• MATERIAL FOR THIS EXERCISE

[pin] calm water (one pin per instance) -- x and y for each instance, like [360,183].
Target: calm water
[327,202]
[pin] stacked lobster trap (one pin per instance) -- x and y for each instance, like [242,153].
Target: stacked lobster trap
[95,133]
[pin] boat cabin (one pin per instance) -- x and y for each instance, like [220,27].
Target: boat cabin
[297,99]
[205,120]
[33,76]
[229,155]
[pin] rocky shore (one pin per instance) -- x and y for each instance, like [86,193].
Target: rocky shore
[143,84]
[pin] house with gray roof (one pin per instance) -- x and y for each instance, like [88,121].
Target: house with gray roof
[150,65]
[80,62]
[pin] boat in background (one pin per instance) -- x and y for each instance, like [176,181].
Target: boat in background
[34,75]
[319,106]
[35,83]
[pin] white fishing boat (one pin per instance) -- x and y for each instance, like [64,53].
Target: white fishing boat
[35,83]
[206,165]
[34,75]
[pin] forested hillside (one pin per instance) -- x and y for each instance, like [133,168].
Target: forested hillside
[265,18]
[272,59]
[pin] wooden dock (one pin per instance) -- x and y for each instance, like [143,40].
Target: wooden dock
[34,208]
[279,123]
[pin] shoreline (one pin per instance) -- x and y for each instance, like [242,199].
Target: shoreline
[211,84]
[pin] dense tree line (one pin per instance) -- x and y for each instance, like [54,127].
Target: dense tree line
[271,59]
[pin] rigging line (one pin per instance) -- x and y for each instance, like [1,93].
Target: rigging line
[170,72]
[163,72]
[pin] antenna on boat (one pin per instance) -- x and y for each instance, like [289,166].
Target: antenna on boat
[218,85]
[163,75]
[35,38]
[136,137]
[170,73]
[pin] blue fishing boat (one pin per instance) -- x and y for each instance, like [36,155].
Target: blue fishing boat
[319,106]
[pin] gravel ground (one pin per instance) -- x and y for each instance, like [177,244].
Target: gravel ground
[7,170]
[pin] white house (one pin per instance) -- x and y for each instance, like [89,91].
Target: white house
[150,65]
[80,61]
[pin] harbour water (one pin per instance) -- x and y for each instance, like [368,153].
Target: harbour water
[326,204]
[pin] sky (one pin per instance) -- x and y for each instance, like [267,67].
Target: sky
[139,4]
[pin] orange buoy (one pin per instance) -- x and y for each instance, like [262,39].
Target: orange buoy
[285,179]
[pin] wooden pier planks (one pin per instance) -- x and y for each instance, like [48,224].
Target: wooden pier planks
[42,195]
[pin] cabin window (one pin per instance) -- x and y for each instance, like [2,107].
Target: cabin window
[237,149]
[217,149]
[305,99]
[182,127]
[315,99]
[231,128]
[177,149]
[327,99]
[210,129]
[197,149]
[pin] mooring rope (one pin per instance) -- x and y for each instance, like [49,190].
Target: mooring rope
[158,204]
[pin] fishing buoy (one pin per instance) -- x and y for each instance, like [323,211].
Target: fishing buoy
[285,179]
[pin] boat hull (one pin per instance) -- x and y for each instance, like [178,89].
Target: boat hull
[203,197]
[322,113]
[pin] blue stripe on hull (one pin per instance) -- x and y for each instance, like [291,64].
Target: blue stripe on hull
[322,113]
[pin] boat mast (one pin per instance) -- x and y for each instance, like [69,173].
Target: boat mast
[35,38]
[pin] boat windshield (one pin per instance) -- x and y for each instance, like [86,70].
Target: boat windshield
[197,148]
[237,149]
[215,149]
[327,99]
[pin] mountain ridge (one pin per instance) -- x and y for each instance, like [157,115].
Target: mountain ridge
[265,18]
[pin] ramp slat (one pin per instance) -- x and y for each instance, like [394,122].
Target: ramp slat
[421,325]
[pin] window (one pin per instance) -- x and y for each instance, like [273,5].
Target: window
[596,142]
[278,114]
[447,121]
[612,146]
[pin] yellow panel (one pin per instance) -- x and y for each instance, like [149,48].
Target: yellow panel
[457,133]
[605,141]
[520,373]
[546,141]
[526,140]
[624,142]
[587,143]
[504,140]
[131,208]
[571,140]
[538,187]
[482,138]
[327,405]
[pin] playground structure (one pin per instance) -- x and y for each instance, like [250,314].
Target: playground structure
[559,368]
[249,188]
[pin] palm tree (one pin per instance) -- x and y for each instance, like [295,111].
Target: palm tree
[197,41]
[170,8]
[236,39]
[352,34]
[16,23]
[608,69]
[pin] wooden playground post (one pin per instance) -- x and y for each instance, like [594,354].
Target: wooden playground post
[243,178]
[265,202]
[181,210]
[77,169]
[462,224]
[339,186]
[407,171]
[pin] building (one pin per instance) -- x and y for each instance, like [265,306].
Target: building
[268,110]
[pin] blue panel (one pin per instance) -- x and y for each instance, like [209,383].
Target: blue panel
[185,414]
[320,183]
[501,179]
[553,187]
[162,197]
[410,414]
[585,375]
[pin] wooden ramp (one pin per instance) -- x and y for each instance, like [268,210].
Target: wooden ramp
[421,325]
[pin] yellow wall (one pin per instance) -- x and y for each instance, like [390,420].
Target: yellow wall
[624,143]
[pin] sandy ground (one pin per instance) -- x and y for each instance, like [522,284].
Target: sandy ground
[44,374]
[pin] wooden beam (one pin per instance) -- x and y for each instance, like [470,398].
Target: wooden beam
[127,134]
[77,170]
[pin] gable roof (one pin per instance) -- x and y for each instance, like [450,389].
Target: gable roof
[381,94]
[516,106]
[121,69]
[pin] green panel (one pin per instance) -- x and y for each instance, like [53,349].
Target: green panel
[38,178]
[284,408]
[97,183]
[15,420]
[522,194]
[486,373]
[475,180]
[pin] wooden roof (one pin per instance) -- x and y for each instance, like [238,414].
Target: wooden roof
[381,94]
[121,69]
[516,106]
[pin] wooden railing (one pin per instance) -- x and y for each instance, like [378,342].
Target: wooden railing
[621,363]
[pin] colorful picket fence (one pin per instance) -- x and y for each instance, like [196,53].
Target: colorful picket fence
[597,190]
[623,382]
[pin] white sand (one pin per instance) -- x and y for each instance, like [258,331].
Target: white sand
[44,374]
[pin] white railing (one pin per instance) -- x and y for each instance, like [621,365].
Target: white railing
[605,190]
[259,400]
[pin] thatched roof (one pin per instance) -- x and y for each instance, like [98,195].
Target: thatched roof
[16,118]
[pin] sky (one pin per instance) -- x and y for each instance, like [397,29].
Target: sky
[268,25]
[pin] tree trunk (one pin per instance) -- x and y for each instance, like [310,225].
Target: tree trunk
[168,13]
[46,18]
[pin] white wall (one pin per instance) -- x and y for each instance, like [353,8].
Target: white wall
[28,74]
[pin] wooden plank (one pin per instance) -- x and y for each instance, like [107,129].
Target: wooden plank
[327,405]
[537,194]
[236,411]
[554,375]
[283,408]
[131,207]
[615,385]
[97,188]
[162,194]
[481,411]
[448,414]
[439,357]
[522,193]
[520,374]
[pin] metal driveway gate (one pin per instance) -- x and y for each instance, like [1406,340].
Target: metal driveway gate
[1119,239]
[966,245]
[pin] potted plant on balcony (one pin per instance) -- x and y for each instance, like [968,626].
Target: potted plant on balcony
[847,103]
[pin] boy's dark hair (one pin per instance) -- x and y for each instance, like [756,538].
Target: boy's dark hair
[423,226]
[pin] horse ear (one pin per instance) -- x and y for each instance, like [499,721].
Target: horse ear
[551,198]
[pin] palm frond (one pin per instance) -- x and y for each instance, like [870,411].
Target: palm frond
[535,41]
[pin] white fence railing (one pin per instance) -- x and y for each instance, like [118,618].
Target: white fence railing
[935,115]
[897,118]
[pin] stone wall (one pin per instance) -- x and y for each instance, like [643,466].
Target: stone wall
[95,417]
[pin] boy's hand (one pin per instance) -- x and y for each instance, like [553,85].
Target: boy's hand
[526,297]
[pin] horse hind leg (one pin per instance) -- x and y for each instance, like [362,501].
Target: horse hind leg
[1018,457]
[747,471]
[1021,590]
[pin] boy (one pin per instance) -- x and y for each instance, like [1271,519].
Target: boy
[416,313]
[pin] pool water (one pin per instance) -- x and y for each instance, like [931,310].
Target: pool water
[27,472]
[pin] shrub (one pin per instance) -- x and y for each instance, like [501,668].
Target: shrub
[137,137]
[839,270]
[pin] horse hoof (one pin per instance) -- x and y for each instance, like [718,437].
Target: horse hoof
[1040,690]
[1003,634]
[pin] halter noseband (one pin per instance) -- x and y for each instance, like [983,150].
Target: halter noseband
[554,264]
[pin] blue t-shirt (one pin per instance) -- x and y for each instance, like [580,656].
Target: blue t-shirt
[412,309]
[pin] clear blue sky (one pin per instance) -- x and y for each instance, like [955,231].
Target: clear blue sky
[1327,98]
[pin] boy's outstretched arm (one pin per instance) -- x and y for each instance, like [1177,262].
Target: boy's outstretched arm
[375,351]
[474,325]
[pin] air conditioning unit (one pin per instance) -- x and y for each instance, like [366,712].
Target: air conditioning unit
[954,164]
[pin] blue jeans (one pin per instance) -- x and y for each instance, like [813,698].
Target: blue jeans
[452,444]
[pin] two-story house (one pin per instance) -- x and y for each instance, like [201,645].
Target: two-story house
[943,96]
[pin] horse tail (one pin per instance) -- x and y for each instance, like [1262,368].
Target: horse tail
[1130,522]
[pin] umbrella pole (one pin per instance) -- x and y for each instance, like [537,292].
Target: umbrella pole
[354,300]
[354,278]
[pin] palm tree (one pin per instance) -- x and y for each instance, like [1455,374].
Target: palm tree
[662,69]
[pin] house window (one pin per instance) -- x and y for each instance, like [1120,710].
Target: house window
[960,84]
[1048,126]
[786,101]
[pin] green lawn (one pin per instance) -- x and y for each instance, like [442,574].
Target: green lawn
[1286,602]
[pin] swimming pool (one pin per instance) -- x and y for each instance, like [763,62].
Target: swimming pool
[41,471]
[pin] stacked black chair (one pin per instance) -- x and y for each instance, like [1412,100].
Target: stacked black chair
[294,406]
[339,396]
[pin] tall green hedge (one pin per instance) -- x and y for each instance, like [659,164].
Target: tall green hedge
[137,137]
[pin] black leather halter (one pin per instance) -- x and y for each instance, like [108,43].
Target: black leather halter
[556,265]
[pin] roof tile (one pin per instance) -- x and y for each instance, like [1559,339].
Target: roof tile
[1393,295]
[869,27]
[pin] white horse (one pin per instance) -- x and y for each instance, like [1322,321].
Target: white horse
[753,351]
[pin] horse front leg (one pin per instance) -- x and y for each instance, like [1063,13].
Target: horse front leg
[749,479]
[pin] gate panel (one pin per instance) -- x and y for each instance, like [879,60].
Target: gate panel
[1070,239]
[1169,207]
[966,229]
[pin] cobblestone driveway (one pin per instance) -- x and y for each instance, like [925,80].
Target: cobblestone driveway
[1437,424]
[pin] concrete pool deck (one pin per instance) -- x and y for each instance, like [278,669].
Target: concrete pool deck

• GOAL
Set out exactly the run of lines that begins at the line holding "[pin] horse front" and ends at the last line of the data.

• ANSWER FOR THE TASK
[pin] horse front leg (one pin per instance) -- x and y for each instance, like [1063,13].
Target: horse front leg
[749,479]
[pin] gate panel (one pin per instance) -- x and y for each instance, like [879,60].
Target: gate panel
[1070,239]
[1169,207]
[966,229]
[pin] cobblestone driveway (one pin per instance) -- x and y for each instance, like [925,80].
Target: cobblestone driveway
[1437,424]
[pin] concrete pool deck (one pin per instance) -- x and y for each instance, like [278,669].
Target: concrete pool deck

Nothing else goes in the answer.